Photo-based referring expression data
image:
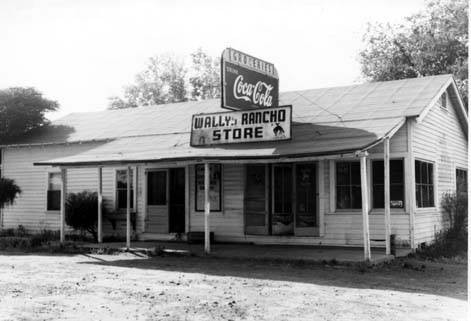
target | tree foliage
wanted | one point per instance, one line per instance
(8, 191)
(21, 110)
(81, 211)
(167, 79)
(205, 81)
(432, 42)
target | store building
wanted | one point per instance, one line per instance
(325, 185)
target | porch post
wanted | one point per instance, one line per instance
(100, 205)
(365, 210)
(63, 200)
(207, 209)
(128, 207)
(387, 197)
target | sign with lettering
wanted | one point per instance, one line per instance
(245, 126)
(247, 82)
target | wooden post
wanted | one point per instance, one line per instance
(63, 200)
(387, 197)
(207, 209)
(365, 210)
(128, 207)
(100, 205)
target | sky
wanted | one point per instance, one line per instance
(82, 52)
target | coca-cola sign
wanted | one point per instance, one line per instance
(247, 82)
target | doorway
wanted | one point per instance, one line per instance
(165, 200)
(177, 200)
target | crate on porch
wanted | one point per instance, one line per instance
(198, 237)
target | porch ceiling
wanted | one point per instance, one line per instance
(309, 139)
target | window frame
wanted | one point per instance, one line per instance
(434, 184)
(46, 203)
(221, 188)
(456, 178)
(334, 188)
(404, 183)
(134, 184)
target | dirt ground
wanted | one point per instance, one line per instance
(130, 287)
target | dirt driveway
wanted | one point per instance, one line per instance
(128, 287)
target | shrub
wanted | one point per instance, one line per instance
(81, 212)
(8, 191)
(453, 240)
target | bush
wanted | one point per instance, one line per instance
(81, 212)
(8, 191)
(453, 240)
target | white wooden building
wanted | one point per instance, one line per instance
(324, 186)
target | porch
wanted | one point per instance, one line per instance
(287, 253)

● **What to work on**
From the data above, copy every line where "wooden" appears.

● **Task solution**
target | wooden post
target | white wooden building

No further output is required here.